▸ **SOURCE EXTRACT**
++++

There's tons of interesting finds. And if you want to dig deeper, Srihari has provided interactive dashboards that let you browse the semantic structure of the prompts, both in-use and over time! (Here’s the interactive version of the image above)
Recent Writing

A Software Library With No Code
Last month I open sourced a software library… that contains no code.
whenwords is a detailed test suite, Markdown specification, and a prompt, for your coding agent of choice, that allows you to implement the library in whatever language you chose. It supports Python, Ruby, Go, Rust, Elixir, PHP, Bash, Excel macros… At least those are the ones I’ve tried and tested.
It’s a silly thought experiment, but one that raises more questions the longer you consider it.
Even Andrej Karpathy found it mind blowing.
Heads up: I’ll be speaking about whenwords and spec-driven development at the Coding Agents: AI Driven Dev Conference on March 3rd, at the Computer History Museum in Mountain View.

The Rise of Spec Driven Development
Since the release of whenwords, there’s been more and more examples of spec-driven development. Anthropic built a C compiler in Rust (kinda…), Vercel created a bash emulator in TypeScript, and Pydantic created a Python emulator in Python. Each was driven by giant, existing test suites which were given to waiting coding agents.

The Potential of Recursive Language Models
Recursive Language Models, or RLMs, is a new inference-time strategy (meaning: a specific method for generating output from a model) that has plenty of promise.
It’s a simple idea:
Load long context into a coding environment, storing it as variables.
Allow an LLM to use the coding environment to explore and analyze the context.
Provide a function in the coding environment to trigger a sub-LLM call.
That’s it!
The LLM will use the coding environment to filter, chunk, and sample the context as needed to complete its task. It will use the sub-LLM function to task new LLM instances to explore, analyze, or validate the context. Eventually, the sum of the LLM’s findings will be synthesized into a final answer.

++++

▸ **STUDY MATERIAL**
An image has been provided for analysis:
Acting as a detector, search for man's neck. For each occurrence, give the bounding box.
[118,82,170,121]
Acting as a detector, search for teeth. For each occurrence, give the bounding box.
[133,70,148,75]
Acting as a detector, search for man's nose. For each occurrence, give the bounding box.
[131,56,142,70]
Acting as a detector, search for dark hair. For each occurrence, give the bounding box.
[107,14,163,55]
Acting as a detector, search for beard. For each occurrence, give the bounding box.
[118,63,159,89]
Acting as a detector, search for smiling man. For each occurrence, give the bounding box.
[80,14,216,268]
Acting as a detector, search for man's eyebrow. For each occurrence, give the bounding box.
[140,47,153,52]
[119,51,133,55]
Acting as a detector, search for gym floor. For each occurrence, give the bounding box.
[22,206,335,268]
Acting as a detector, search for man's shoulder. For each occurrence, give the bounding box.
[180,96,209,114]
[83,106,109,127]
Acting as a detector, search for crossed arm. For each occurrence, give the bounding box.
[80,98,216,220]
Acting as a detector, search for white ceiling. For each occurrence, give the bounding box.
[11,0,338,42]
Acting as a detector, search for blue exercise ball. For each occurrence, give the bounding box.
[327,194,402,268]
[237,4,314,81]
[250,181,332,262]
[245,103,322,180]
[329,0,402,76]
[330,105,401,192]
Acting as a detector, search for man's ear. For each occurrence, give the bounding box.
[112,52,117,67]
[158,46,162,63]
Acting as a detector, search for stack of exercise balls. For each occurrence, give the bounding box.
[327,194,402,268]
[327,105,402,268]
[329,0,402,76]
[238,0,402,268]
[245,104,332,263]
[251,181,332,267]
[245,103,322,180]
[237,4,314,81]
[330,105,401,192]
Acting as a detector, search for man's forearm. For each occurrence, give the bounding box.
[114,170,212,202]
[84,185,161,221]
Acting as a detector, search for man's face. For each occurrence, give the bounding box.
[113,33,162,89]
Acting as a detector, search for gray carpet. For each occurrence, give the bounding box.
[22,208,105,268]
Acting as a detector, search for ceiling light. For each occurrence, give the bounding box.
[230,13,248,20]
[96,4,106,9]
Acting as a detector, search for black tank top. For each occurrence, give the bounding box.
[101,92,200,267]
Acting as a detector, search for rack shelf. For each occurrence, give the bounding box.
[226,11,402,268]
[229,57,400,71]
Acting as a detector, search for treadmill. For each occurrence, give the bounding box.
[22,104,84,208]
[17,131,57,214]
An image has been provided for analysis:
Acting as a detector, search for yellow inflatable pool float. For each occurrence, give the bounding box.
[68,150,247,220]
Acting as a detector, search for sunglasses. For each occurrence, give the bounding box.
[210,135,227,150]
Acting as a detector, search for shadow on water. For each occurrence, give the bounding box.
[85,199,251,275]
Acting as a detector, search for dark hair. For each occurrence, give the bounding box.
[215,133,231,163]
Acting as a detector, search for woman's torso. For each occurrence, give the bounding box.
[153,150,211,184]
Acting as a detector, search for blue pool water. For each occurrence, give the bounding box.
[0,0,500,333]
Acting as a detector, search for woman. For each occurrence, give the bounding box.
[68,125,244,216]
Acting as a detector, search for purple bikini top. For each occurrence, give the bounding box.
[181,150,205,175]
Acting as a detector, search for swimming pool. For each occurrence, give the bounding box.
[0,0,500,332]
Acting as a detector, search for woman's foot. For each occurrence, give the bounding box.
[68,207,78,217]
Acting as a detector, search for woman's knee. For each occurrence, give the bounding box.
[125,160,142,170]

++++

▸ **ASSIGNED TASK 1**
Reproduce, word for word, the passage of the coding-agents excerpt that opens with the words containing "The Potential of" and closes with "a final answer.".
▸ **ASSIGNED TASK 2**
According to the coding-agents excerpt, how can whenwords be a software library that contains no code? Answer in one to three sentences.

▸ **RESPONSE 1**
The Potential of Recursive Language Models
Recursive Language Models, or RLMs, is a new inference-time strategy (meaning: a specific method for generating output from a model) that has plenty of promise.
It’s a simple idea:
Load long context into a coding environment, storing it as variables.
Allow an LLM to use the coding environment to explore and analyze the context.
Provide a function in the coding environment to trigger a sub-LLM call.
That’s it!
The LLM will use the coding environment to filter, chunk, and sample the context as needed to complete its task. It will use the sub-LLM function to task new LLM instances to explore, analyze, or validate the context. Eventually, the sum of the LLM’s findings will be synthesized into a final answer.

▸ **RESPONSE 2**
Whenwords is made of a detailed test suite, a Markdown specification, and a prompt for a coding agent rather than code. Those let you implement the library in whatever language you choose, such as Python, Ruby, Go, Rust, Elixir, PHP, Bash, or Excel macros.